» Stated goal: Write out all the lines again, precisely as they stand, but without the images.
=== Records ===
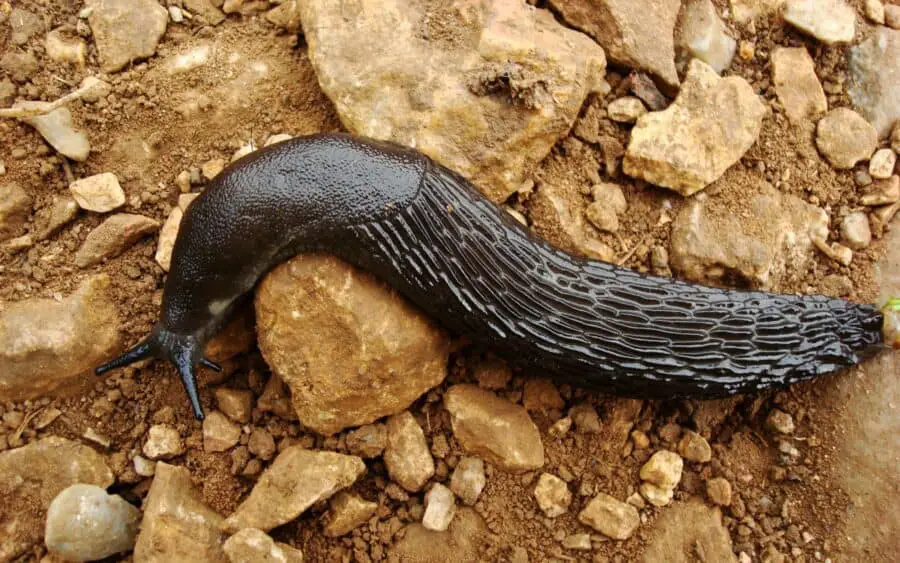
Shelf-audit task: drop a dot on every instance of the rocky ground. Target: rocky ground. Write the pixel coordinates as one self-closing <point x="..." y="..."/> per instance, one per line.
<point x="744" y="143"/>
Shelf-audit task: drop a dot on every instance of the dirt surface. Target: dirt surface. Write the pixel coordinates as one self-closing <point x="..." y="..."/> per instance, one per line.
<point x="833" y="502"/>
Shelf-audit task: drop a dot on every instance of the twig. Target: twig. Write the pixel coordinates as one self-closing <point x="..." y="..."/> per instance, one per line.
<point x="24" y="113"/>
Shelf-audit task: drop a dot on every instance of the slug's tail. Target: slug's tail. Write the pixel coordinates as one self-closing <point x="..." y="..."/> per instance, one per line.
<point x="184" y="352"/>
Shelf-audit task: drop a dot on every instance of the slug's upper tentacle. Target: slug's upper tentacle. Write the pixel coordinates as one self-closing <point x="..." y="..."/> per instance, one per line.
<point x="428" y="233"/>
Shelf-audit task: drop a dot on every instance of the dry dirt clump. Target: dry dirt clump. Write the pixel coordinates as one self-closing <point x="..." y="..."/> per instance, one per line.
<point x="797" y="475"/>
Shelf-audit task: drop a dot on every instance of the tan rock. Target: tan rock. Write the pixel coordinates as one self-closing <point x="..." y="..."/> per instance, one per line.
<point x="874" y="79"/>
<point x="495" y="429"/>
<point x="610" y="517"/>
<point x="351" y="349"/>
<point x="100" y="193"/>
<point x="796" y="84"/>
<point x="829" y="21"/>
<point x="85" y="523"/>
<point x="177" y="525"/>
<point x="113" y="237"/>
<point x="32" y="476"/>
<point x="167" y="236"/>
<point x="126" y="30"/>
<point x="407" y="457"/>
<point x="219" y="433"/>
<point x="710" y="242"/>
<point x="490" y="103"/>
<point x="685" y="530"/>
<point x="15" y="208"/>
<point x="49" y="347"/>
<point x="348" y="512"/>
<point x="297" y="479"/>
<point x="633" y="34"/>
<point x="552" y="495"/>
<point x="845" y="138"/>
<point x="250" y="544"/>
<point x="709" y="127"/>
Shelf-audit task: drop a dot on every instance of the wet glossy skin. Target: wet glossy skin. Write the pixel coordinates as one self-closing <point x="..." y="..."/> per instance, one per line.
<point x="433" y="237"/>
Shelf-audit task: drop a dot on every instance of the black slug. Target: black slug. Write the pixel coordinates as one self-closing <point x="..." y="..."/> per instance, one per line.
<point x="432" y="236"/>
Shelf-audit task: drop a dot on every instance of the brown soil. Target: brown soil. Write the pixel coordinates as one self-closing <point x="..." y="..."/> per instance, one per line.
<point x="139" y="134"/>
===
» Task response:
Shelf-audit task: drop a dot on every instance of the rocky ground. Target: rocky ground. Write the pixel coordinates as one self-closing <point x="..." y="..."/> per instance, one per line.
<point x="744" y="143"/>
Shelf-audit task: drop a dot on every instance of the dirt surface. Target: dirt surface. Write the pixel coordinates as one self-closing <point x="..." y="..."/> per instance, one per line.
<point x="833" y="502"/>
Shelf-audit task: drop a dot on every instance of the twig. Target: twig. Write the pixel coordinates as one self-closing <point x="..." y="..."/> per instance, one per line.
<point x="24" y="113"/>
Shelf-audit task: drop a dot on every instance of the slug's tail. Target: slug's tail. Write the pixel coordinates as one self-closing <point x="..." y="..."/> per instance, one per line.
<point x="184" y="352"/>
Shelf-audit task: drop a dot on every instance of the slug's upper tentacle. Target: slug's upper tentacle. Write the pixel coordinates as one self-closing <point x="..." y="..."/> per instance, one per line.
<point x="428" y="233"/>
Shelf-audit task: drop a dot on every instance of the dry dirt clump. Target: dry dirt clump. Write the pixel coordinates as one self-closing <point x="..." y="..."/> per instance, one per line.
<point x="797" y="475"/>
Shelf-audit task: drop a dot on every instance of the tan rock. Target: tan rock. Write the pixel coordinates as one self-closing <point x="..." y="..."/> per instance, one per line.
<point x="874" y="79"/>
<point x="495" y="429"/>
<point x="610" y="517"/>
<point x="351" y="349"/>
<point x="100" y="193"/>
<point x="796" y="84"/>
<point x="829" y="21"/>
<point x="85" y="523"/>
<point x="177" y="525"/>
<point x="113" y="237"/>
<point x="32" y="476"/>
<point x="167" y="236"/>
<point x="126" y="30"/>
<point x="407" y="457"/>
<point x="219" y="433"/>
<point x="710" y="242"/>
<point x="490" y="103"/>
<point x="685" y="530"/>
<point x="15" y="208"/>
<point x="49" y="347"/>
<point x="348" y="512"/>
<point x="297" y="479"/>
<point x="633" y="34"/>
<point x="552" y="495"/>
<point x="845" y="138"/>
<point x="250" y="544"/>
<point x="709" y="127"/>
Shelf-audit task: drop a dot on every instance of the wet glossy skin. Target: wet glossy skin. Write the pixel coordinates as one self-closing <point x="..." y="..."/> per instance, one per line.
<point x="433" y="237"/>
Shelf-audit task: drop a dot on every instance of the black slug. Target: black slug. Write the pixel coordinates as one self-closing <point x="..." y="..."/> per instance, one per line.
<point x="432" y="236"/>
Shelf-audit task: drop a dot on every instance of the brown soil. Target: brown soil. Write the pixel coordinates as one self-closing <point x="..." y="..."/> per instance, one per line.
<point x="139" y="134"/>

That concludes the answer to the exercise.